● **Requirement**
A word-for-word repetition of the records beneath this task is the expected answer.

(Point-per-instance localization data)
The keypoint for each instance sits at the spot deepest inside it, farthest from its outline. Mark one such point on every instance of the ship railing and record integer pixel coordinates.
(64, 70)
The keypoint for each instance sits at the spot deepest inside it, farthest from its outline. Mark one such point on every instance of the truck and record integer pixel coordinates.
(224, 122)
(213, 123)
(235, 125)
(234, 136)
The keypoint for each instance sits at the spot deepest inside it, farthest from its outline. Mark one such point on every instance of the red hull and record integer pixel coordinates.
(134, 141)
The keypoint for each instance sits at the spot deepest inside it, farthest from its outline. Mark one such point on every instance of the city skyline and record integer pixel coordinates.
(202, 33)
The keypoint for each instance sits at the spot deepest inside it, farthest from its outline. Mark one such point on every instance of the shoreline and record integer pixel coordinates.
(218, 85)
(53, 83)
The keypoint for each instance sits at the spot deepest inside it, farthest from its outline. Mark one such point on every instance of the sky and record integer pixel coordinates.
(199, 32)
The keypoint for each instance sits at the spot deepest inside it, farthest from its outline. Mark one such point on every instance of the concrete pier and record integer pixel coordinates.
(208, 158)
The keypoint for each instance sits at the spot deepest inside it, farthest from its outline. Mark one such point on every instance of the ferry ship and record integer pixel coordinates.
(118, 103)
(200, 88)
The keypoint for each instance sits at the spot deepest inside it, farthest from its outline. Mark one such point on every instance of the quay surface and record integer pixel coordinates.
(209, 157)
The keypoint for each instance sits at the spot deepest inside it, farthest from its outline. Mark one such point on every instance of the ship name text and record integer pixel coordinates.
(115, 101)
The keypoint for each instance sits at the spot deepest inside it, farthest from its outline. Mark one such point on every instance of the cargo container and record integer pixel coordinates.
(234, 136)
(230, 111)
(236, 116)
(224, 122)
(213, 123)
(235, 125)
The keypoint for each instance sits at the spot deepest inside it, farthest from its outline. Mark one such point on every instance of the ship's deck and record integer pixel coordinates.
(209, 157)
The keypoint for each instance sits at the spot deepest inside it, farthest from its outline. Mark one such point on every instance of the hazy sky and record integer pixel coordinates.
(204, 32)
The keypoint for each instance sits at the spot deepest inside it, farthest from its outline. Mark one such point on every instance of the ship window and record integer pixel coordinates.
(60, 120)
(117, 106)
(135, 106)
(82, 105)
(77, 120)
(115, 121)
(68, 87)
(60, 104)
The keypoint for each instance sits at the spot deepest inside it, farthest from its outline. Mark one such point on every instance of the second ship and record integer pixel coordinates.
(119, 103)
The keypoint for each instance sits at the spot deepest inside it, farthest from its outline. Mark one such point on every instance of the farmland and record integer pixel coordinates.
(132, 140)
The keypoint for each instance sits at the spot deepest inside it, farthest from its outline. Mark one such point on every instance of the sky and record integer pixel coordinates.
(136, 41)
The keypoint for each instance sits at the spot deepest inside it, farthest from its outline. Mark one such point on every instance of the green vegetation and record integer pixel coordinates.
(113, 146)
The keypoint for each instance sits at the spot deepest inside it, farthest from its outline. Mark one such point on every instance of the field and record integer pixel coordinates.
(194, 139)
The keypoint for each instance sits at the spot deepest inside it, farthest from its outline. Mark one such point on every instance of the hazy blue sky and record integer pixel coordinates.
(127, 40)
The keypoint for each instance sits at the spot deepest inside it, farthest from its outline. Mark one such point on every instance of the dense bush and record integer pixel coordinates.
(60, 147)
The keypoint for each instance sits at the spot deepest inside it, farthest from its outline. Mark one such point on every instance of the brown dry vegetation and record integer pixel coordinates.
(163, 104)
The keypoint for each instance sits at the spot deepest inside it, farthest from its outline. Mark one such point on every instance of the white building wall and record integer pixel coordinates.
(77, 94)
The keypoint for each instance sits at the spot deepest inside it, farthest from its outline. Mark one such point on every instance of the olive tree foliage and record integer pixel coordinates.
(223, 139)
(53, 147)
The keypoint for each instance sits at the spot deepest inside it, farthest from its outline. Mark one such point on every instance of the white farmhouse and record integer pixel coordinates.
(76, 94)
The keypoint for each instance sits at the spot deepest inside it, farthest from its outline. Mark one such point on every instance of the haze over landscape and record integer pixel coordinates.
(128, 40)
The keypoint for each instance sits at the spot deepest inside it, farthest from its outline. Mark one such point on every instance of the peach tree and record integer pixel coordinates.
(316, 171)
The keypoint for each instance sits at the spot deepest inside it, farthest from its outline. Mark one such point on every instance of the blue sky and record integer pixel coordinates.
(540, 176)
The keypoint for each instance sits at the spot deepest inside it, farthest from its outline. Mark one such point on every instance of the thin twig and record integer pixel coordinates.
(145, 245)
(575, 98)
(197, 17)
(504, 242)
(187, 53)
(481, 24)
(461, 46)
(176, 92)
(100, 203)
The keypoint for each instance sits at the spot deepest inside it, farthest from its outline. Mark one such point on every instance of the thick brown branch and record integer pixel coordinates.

● **Exercise response**
The keypoint for each instance sits at the spot deepest inside it, farthest from its outline. Mark one such point on every instance of the ship railing and record integer pixel coordinates.
(64, 70)
The keypoint for each instance sits at the spot deepest inside it, farthest from its outline. Mark one such point on every instance of the truck and record integer pixel coordinates.
(224, 122)
(213, 123)
(235, 125)
(234, 136)
The keypoint for each instance sits at the spot deepest inside it, farthest from its outline. Mark one such point on every instance of the red hull and record integer pixel coordinates.
(134, 141)
The keypoint for each instance sits at the spot deepest inside it, farthest from its outline. Mark one such point on every instance of the city skyline and record integer pixel coordinates.
(202, 33)
The keypoint for each instance sits at the spot deepest inside it, farthest from its outline. Mark one such point on every instance of the shoreline and record integer pixel coordinates.
(218, 85)
(53, 83)
The keypoint for each instance sits at the spot deepest inside it, farthest from its outline. Mark one such point on every instance of the sky and record integer pixel coordinates.
(199, 32)
The keypoint for each instance sits at the spot deepest inside it, farthest from its outline. Mark one such point on every instance of the concrete pier and record integer pixel coordinates.
(208, 158)
The keypoint for each instance sits at the spot deepest inside it, farthest from its outline. Mark one such point on every instance of the ferry ship and record integer pixel coordinates.
(118, 103)
(200, 88)
The keypoint for each instance sits at the spot deepest inside it, farthest from its outline. Mark one such point on every instance of the quay surface and record integer pixel coordinates.
(209, 157)
The keypoint for each instance sits at the spot deepest inside it, farthest from its outline. Mark one such point on every instance of the ship name text and record integer pixel coordinates.
(115, 101)
The keypoint for each instance sits at the spot deepest inside it, farthest from its outline. Mark one such point on every instance of the cargo container and record integer pixel coordinates.
(234, 136)
(230, 111)
(236, 116)
(224, 122)
(213, 123)
(235, 125)
The keypoint for each instance sits at the spot deepest inside it, farthest from its outline. Mark one such point on every instance of the ship's deck and record integer pixel coordinates.
(209, 157)
The keypoint for each instance sits at the spot deepest inside it, farthest from its outline. Mark one such point on every instance of the hazy sky and record integer pixel coordinates.
(204, 32)
The keypoint for each instance sits at the spot deepest inside it, farthest from its outline. Mark one such point on every instance of the ship window and record integer pixel coordinates.
(60, 120)
(117, 106)
(135, 106)
(82, 105)
(77, 120)
(115, 121)
(68, 87)
(60, 104)
The keypoint for each instance sits at the spot deepest inside it, farthest from its outline. Mark one such point on every instance of the second ship and record integer pixel coordinates.
(119, 103)
The keypoint for each instance sits at the spot deepest inside it, farthest from its outline. Mark one such point on every instance of the farmland and record integer pixel coordinates.
(132, 140)
The keypoint for each instance sits at the spot deepest inside it, farthest from its outline. Mark one such point on every instance of the sky and record integer pixel coordinates.
(136, 41)
The keypoint for each instance sits at the spot deepest inside it, farthest from its outline. Mark one such point on every instance of the green vegetation and record integer pixel coordinates.
(113, 146)
The keypoint for each instance sits at the spot deepest inside it, farthest from its outline. Mark one such point on every instance of the field and record integer pixel coordinates.
(194, 139)
The keypoint for each instance sits at the spot deepest inside it, farthest from its outline. Mark one such point on every instance of the hazy blue sky and record integer pixel coordinates.
(127, 40)
The keypoint for each instance sits at the spot deepest inside it, farthest from its outline. Mark one such point on every instance of the dense bush and record integer pixel coordinates.
(60, 147)
The keypoint for each instance sits at the spot deepest inside it, farthest from its outline. Mark one such point on every instance of the brown dry vegetation and record integer pixel coordinates.
(163, 104)
The keypoint for each instance sits at the spot deepest inside it, farthest from its outline. Mark one such point on every instance of the white building wall and record integer pixel coordinates.
(77, 94)
The keypoint for each instance sits at the spot deepest inside it, farthest from its outline. Mark one such point on every instance of the olive tree foliage and record integer pixel coordinates.
(223, 139)
(53, 147)
The keypoint for each instance sits at the spot deepest inside it, farthest from its outline. Mark one such point on every instance of the white farmhouse and record integer pixel coordinates.
(76, 94)
The keypoint for each instance sits at the spot deepest inside it, farthest from its outline. Mark one such point on every instance of the haze over landscape and record integer pixel coordinates.
(128, 40)
The keypoint for each instance sits at the spot deepest inside it, farthest from its outline. Mark one such point on every instance of the peach tree and record integer pixel coordinates.
(316, 171)
The keypoint for each instance sits at the spot deepest inside it, farthest from its outline. Mark one such point on every instance of the blue sky and record integer pixel coordinates.
(540, 176)
The keypoint for each instance sits at the spot deepest inside it, farthest from its outline. Mark one such point on every instance of the thin twig and record integer pixel coordinates.
(145, 245)
(575, 98)
(197, 17)
(504, 242)
(187, 53)
(481, 24)
(461, 46)
(176, 92)
(100, 203)
The keypoint for each instance sits at the spot deepest inside it, farthest from its outline. Mark one such point on every instance of the thick brown branch and record integer pixel coordinates.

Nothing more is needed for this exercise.